Natural language region descriptions »
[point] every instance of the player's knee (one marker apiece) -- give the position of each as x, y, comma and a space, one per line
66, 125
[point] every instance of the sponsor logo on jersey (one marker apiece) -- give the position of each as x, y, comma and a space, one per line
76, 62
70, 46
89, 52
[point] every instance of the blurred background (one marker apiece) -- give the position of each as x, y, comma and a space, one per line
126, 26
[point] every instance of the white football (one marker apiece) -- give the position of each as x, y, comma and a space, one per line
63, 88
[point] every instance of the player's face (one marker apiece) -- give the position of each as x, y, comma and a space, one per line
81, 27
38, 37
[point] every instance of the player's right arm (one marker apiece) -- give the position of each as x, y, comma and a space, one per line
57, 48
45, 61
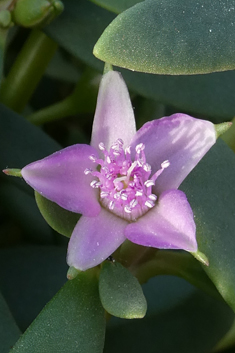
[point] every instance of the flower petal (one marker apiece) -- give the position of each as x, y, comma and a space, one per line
60, 178
179, 138
114, 116
169, 225
94, 239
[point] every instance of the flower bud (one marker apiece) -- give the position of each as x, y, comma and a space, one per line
30, 13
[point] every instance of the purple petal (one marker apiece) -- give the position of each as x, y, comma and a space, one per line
114, 117
179, 138
60, 178
94, 239
169, 225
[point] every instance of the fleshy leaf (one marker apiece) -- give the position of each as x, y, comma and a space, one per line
68, 321
116, 6
211, 194
120, 293
211, 95
58, 218
162, 37
178, 320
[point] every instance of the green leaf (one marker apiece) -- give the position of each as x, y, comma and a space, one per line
9, 332
79, 27
120, 293
211, 95
35, 273
179, 319
162, 37
116, 6
3, 36
211, 193
73, 321
58, 218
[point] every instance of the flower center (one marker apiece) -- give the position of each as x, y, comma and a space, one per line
125, 185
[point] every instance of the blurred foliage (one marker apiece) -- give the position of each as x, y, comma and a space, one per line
61, 100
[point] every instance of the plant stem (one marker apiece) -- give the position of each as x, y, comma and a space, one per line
27, 70
82, 100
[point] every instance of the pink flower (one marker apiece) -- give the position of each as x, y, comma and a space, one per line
125, 184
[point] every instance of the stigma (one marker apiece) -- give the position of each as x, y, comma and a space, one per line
125, 183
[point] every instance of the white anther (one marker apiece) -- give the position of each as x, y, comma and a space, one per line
149, 204
140, 147
105, 169
120, 142
93, 183
124, 197
152, 197
111, 205
147, 167
87, 171
102, 146
104, 194
165, 164
149, 183
127, 209
93, 158
133, 203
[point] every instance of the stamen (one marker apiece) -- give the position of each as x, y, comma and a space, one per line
140, 147
133, 203
127, 209
93, 183
152, 197
149, 204
93, 158
102, 146
165, 164
104, 194
149, 183
111, 205
124, 197
87, 171
125, 184
120, 142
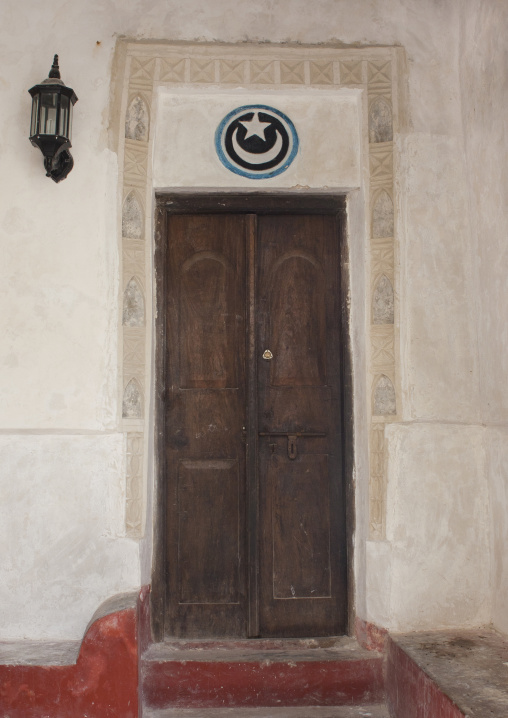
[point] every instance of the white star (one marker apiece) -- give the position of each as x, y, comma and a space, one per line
255, 127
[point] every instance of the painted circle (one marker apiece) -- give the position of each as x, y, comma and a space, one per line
256, 141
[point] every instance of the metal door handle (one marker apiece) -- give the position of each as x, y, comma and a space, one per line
292, 438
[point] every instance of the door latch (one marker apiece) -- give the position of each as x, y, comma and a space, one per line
292, 439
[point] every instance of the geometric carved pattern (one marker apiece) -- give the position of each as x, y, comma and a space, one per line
202, 71
262, 72
321, 73
172, 70
134, 485
292, 73
232, 71
379, 74
351, 73
232, 67
142, 70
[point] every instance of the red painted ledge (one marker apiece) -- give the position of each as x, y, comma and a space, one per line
102, 684
410, 692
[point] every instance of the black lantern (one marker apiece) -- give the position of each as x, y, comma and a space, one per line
50, 130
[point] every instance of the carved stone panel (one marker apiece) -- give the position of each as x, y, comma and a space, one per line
380, 121
132, 405
132, 217
383, 302
137, 120
384, 397
382, 216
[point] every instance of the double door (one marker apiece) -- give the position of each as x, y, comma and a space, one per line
252, 467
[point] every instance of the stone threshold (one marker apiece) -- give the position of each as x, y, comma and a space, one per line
340, 648
366, 711
39, 653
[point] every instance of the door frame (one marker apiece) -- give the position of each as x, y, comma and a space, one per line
247, 202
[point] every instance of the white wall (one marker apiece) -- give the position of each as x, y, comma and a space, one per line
484, 83
59, 280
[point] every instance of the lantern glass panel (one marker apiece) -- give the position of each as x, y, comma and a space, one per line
48, 113
63, 123
35, 115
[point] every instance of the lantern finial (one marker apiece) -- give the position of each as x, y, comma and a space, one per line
54, 73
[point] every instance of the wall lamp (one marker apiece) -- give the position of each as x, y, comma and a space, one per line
50, 129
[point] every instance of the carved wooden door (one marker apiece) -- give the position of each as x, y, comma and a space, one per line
255, 536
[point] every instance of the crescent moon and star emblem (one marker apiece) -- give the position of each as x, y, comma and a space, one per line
256, 141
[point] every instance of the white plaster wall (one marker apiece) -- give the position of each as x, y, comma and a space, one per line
59, 277
436, 572
61, 533
484, 83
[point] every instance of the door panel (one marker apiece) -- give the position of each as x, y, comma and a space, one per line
205, 412
302, 567
256, 546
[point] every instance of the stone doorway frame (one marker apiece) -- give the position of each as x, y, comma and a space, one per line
140, 69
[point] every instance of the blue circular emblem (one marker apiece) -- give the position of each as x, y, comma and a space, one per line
256, 141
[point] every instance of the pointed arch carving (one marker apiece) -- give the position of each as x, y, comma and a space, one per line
382, 216
132, 404
383, 301
380, 121
384, 403
133, 219
137, 120
133, 314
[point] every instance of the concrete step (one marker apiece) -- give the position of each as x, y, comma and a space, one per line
454, 674
367, 711
256, 673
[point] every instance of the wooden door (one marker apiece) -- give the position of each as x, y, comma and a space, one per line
254, 522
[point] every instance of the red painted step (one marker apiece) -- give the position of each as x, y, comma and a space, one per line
277, 673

Brief » Could the entries above be written out word for word, with no pictures?

Solution to this problem »
[point] every instance of the player's knee (one marker apiece) -- give the position of each as x, y, comma and a space, one per line
66, 125
[point] every instance of the sponsor logo on jersey (one marker apiece) -- give the position of each as x, y, comma and a space, one per line
76, 62
70, 46
89, 52
[point] every instance of the blurred background (one marker apiece) -- give the position of each as x, y, comma and a space, one per line
126, 26
[point] every instance of the white football (one marker apiece) -- give the position of each as x, y, comma and a space, one per line
63, 88
[point] every instance of the player's face (one marker apiece) -- give the position of each as x, y, comma and a space, one per line
81, 27
38, 37
[point] every instance of the player's right arm (one marker apiece) -- give the position of each as x, y, comma and a space, one per line
57, 48
45, 61
[point] every instance of the flower petal (one marker apiece) -- give the position of each as x, y, comma and a space, one per line
60, 178
179, 138
114, 116
169, 225
94, 239
[point] every instance of the flower bud (one marker apiece) -- give the position of each as x, y, comma and a space, one per line
30, 13
[point] every instance of the purple petal (one marker apiece) -- give the position of each as x, y, comma and a space, one per line
114, 117
179, 138
60, 178
94, 239
169, 225
[point] every instance of the fleshy leaf (one marker apiece) -- give the position of each as x, y, comma and a space, one per line
68, 321
116, 6
211, 194
120, 293
211, 95
58, 218
162, 37
178, 320
[point] every instance of the green leaf (one marker apiece) -- give the position of each as x, y, comma and a space, one per line
9, 332
79, 27
120, 293
211, 95
35, 273
179, 319
162, 37
116, 6
3, 36
211, 193
73, 321
58, 218
[point] every instance of the flower center (one marker apiece) -- give the position of each as x, y, comma and a space, one per line
125, 185
[point] every instance of the blurred foliage (one marker apiece) -- give the position of each as x, y, comma and a space, one per line
61, 100
[point] every instance of the plant stem (one marker apiece) -- give the position of each as x, y, comma and a space, one per line
27, 70
82, 100
[point] every instance of the pink flower (one marker apiece) -- give the position of each as x, y, comma and a space, one per line
125, 184
[point] every instance of the stigma (one marker apiece) -- give the position of each as x, y, comma and a space, one per line
125, 183
[point] every instance of the white anther (one marker apiece) -- give the position of each as x, y, comma and a space, one per line
149, 204
140, 147
105, 169
120, 142
93, 183
124, 197
152, 197
111, 205
147, 167
87, 171
102, 146
104, 194
165, 164
149, 183
127, 209
93, 158
133, 203
[point] every instance of the stamen (one marker apiece) -- give the position of each as x, y, comma and a space, one per line
140, 147
133, 203
127, 209
93, 183
152, 197
149, 204
93, 158
102, 146
165, 164
104, 194
149, 183
111, 205
124, 197
87, 171
125, 184
120, 142
[point] every instance of the white star (one marker apiece) -- give the position of each as x, y, comma and a space, one per line
255, 127
[point] every instance of the painted circle (one marker apiece) -- give the position of each as x, y, comma and a space, one per line
256, 141
[point] every instance of the metal door handle (one marker apiece) -- give the position of each as x, y, comma and a space, one per line
292, 438
[point] every instance of the door latch (one marker apiece) -- give the position of each as x, y, comma and a space, one per line
292, 439
[point] every instance of the geometric carved pattern (one marker apiece) -- give the position of each as x, y, comma and a space, one per line
202, 71
262, 72
321, 73
172, 70
134, 485
292, 73
232, 71
379, 74
351, 73
232, 67
142, 70
[point] every instance of the red painted ledge (one marker apiece) -- give the position of each as x, y, comma and a space, one per line
102, 684
410, 692
[point] every instance of the black lantern (one marker apiece) -- give the position of each as x, y, comma and a space, one per line
50, 130
[point] every instance of the carved stone panel (one marker apiece) -- give the position of each as x, y, comma and a space, one per line
380, 121
132, 405
132, 217
383, 302
137, 120
384, 397
382, 216
[point] every instance of the double door (one marker apiece) -- give the position of each as x, y, comma and a space, one per line
252, 467
[point] every instance of the stone threshold (one marker apiece) -- give the position of each as x, y, comma and a space, one per line
340, 648
366, 711
39, 653
[point] every instance of the door frame (one marker apiece) -- give the position of each as x, y, comma and a space, one per line
247, 202
[point] every instance of the white wall (one marker apiece) -- give the position of each as x, y, comma and a space, one per line
484, 83
59, 280
[point] every instance of the lantern glass panel (one marker apiece) -- give the position of each as x, y, comma and a space, one per line
48, 113
63, 123
35, 115
[point] every instance of the lantern finial (one marker apiece) -- give the position of each as x, y, comma and a space, one per line
54, 73
[point] every instance of the wall lamp (one marker apiece) -- give the position of each as x, y, comma and a space, one per line
50, 129
[point] every instance of the carved wooden door (one marker apiece) -- give the position of each as x, y, comma and a space, one per line
255, 536
[point] every instance of the crescent moon and star emblem (one marker apiece) -- give the position of each as x, y, comma and a space, one per line
256, 141
[point] every instance of the white plaster wall (one marker apiece) -- give the position of each as x, y, comma and a space, one per line
59, 277
436, 572
61, 533
484, 83
[point] every instance of the door panel (one marker apiece) -- give the position of each as x, y, comma and a space, one per line
205, 412
302, 567
256, 546
[point] every instance of the stone doorway frame (one marker apiece) -- give the position of each as x, y, comma and a space, one per line
140, 69
[point] every instance of the blue circular emblem (one marker apiece) -- give the position of each as x, y, comma and a space, one per line
256, 141
[point] every instance of the pointed arch carving (one marker apiece) -- give the position of each as x, y, comma and a space, one per line
382, 216
132, 404
383, 301
380, 121
384, 403
133, 219
137, 120
133, 314
[point] every instance of the concrete step (one marker apiece) -- give the position of each as x, y, comma and a space, one per line
454, 674
367, 711
256, 673
[point] every instance of the wooden door (one marker apiece) -- give the position of each as x, y, comma and a space, one per line
254, 522
[point] every instance of the red painted step (one marker apiece) -- give the position of each as x, y, comma and a space, one per line
277, 673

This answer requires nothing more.